Calling all LGBTQ+ and allies! Are you bummed the pandemic has deprived you of the typical social gatherings you’ve come to know and love? Fear not, for this year the Bowling Green Fairness Campaign has decided to continue on with its annual fall Pride event, but this year, it’s all online.
This Saturday, Oct. 10 from 7-9 p.m., Bowling Green Fairness will be livestreaming Pride on Facebook, allowing us all to partake in the celebration and solidarity of a diversity of identities from the comfort and safety of our home.
Kentucky State Rep. Patti Minter, a coordinator of Virtual Pride, said Bowling Green Fairness decided to go virtual to show how proud the LGBTQ+ community is, “even in the middle of a global pandemic.” She said it’s going to be one of a kind.
“Something the community very much wants and needs right now is to pull together and show both its unity and the amazing talent that we have,” Minter said.
Noting how strongly the organization feels about being able to create a community in a virtual space and to be able to celebrate the LGBTQ+ community publicly, Minter said she hopes everyone will tune in to watch Bowling Green’s queer music and drag communities perform.
There will be live-streamed drag performances by Lily Lane, Venus Knight, Spectra Cosmos and Geneva Ladiva. As well as musical performances by rock band The Daddy Sisters, alternative-funk band Solar Disco Force and solo artist Zys West.
Limited edition posters will be on sale through the organization’s Facebook, as posters of the event are created every year for the festival. Local groups have also sponsored a minute of the show, allowing them to publicize and advertise their organization.

# DATA EXTRACT:

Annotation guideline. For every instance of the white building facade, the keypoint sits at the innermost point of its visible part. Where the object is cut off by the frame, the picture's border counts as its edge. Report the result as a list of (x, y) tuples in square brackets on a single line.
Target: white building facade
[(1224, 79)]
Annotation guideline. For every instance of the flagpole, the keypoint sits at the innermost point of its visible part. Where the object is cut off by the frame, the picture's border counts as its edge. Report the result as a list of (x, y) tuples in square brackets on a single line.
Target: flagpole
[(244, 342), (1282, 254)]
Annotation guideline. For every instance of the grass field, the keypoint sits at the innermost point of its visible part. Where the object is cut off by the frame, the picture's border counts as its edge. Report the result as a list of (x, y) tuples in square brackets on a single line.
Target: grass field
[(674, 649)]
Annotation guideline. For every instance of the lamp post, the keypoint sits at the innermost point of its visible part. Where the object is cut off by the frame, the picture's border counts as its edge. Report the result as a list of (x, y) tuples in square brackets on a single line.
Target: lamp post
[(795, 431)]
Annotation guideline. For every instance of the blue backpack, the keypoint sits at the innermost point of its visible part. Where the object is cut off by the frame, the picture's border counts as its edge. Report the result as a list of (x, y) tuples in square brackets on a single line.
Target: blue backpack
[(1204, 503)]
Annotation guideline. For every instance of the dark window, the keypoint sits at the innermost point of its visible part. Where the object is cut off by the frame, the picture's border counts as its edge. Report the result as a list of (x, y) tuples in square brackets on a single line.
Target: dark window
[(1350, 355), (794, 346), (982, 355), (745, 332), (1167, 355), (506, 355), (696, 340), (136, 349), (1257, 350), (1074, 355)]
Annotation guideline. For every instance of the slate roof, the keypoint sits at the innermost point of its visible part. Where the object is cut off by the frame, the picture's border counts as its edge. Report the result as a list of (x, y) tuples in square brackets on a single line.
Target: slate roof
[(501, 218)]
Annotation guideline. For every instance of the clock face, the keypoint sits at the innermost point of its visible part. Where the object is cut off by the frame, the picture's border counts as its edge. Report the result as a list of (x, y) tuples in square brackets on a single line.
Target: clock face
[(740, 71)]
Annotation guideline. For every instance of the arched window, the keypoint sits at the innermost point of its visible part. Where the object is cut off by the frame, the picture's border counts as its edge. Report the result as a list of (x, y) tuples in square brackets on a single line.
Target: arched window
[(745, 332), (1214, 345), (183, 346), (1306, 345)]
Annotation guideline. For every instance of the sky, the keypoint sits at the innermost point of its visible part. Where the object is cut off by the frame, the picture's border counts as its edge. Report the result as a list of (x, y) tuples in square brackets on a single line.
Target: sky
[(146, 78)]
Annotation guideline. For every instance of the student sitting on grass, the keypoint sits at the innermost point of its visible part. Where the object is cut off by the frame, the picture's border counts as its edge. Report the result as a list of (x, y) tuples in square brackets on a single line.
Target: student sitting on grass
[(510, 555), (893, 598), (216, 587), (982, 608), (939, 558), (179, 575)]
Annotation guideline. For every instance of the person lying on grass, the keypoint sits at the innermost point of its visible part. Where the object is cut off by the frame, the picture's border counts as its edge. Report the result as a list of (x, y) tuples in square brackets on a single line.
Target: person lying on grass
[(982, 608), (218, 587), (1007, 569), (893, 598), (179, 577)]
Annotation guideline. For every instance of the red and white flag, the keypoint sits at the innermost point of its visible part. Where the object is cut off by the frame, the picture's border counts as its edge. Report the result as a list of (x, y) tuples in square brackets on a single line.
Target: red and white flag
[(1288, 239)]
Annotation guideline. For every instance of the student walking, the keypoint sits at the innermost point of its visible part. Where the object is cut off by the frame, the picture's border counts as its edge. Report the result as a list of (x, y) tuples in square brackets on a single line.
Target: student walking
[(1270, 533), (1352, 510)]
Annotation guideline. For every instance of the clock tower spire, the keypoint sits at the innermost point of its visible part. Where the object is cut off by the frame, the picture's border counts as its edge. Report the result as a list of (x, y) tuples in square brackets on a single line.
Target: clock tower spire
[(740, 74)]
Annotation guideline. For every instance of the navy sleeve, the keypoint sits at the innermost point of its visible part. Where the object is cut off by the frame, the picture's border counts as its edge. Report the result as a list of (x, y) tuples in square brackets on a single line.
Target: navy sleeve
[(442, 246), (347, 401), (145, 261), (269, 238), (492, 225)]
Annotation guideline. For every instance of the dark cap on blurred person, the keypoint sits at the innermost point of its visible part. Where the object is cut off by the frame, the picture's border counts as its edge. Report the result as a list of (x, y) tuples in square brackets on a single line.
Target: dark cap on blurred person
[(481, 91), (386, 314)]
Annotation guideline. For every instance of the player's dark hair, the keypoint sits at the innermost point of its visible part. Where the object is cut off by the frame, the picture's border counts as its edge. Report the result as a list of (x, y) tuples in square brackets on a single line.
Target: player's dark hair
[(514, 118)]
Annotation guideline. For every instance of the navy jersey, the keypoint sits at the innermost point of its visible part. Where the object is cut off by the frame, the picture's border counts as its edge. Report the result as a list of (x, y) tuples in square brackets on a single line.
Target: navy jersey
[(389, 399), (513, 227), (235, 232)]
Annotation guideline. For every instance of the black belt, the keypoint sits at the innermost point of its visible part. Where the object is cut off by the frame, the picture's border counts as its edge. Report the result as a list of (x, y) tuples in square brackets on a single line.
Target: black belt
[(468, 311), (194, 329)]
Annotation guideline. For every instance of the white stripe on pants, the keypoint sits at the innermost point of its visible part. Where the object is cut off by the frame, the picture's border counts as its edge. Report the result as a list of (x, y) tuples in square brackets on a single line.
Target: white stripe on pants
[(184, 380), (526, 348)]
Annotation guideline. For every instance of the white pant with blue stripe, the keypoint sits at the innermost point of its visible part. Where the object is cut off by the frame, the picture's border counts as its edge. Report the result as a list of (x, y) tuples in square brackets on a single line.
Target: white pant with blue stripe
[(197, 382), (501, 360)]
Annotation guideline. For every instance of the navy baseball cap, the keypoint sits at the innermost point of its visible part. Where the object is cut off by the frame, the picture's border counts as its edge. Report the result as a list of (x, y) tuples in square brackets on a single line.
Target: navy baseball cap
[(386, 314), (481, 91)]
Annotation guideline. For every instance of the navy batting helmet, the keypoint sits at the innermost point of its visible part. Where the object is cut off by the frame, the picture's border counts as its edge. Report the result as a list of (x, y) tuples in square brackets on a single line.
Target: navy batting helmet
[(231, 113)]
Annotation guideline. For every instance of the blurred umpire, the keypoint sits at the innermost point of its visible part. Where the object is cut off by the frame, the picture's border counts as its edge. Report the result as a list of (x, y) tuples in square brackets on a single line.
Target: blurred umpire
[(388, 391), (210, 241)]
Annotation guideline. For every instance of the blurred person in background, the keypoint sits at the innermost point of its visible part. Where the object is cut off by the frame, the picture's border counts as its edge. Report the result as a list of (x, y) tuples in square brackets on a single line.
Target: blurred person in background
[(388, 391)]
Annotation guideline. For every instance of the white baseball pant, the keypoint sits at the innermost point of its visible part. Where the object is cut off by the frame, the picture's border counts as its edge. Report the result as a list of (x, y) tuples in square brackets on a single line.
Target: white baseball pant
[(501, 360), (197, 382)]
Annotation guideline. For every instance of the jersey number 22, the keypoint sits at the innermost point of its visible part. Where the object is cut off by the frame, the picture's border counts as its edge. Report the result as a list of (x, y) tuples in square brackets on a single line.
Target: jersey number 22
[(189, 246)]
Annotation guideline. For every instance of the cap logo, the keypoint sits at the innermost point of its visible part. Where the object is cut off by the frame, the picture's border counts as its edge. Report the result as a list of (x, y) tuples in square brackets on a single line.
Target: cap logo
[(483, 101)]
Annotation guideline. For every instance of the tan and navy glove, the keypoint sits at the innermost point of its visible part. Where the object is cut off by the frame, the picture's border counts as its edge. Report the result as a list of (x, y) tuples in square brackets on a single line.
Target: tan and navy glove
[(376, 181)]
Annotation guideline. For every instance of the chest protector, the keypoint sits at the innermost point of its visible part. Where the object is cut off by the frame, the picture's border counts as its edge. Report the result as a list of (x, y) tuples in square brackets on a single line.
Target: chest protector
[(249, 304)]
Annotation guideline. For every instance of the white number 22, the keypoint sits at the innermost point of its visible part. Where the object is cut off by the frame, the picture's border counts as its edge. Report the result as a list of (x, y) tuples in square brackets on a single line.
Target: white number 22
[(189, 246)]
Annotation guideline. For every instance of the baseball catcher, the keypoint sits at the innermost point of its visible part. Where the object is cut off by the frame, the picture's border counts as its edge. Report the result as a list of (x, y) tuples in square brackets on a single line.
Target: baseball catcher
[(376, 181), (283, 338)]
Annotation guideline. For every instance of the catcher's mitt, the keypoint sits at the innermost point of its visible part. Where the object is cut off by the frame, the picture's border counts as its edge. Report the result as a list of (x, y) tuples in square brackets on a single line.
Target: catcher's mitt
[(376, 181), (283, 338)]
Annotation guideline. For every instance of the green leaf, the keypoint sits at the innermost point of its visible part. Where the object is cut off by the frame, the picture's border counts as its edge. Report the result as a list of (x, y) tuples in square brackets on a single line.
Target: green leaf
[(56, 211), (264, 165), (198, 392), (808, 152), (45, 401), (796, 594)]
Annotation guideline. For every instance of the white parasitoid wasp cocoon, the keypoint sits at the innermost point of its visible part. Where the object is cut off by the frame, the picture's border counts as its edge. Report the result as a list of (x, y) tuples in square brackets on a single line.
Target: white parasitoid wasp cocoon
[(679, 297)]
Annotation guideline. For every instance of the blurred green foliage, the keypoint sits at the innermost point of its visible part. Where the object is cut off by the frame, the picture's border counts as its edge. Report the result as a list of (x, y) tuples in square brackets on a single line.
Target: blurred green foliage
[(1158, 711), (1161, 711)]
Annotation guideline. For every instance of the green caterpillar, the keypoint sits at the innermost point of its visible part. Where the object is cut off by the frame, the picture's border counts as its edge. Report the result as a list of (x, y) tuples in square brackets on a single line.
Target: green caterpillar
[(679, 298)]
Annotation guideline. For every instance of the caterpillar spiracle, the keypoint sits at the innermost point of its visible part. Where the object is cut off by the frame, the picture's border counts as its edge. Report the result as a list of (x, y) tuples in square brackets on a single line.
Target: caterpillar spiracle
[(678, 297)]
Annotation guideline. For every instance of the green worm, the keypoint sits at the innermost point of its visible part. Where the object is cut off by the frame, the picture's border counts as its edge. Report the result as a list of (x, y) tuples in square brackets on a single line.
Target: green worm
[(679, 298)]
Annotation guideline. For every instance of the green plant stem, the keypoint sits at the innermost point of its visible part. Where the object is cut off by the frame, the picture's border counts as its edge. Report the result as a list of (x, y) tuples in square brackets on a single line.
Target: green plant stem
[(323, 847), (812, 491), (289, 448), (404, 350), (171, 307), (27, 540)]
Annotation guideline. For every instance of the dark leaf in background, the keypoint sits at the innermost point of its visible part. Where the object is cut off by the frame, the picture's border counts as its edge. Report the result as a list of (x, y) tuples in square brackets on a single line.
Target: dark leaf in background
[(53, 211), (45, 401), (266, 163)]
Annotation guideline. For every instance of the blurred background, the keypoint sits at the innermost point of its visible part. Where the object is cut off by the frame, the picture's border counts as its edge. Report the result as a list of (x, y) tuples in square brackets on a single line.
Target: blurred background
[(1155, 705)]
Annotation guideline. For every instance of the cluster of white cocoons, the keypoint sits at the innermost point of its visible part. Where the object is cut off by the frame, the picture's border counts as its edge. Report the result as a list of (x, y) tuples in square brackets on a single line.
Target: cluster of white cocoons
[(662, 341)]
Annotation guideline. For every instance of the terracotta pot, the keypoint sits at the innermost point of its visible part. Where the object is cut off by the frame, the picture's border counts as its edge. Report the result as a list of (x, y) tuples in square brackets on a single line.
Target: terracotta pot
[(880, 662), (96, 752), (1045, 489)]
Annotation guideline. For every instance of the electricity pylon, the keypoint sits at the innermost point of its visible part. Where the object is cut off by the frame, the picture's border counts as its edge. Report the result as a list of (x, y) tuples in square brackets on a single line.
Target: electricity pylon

# HOW TO COMPLETE THIS TASK:
Translate this sentence from the Virtual Pride article into Spanish: "Limited edition posters will be on sale through the organization’s Facebook, as posters of the event are created every year for the festival." The rows were drawn from a separate source.

# OUTPUT FOR THIS EXERCISE:
Se venderán carteles de edición limitada a través del Facebook de la organización, ya que cada año se crean carteles del evento para el festival.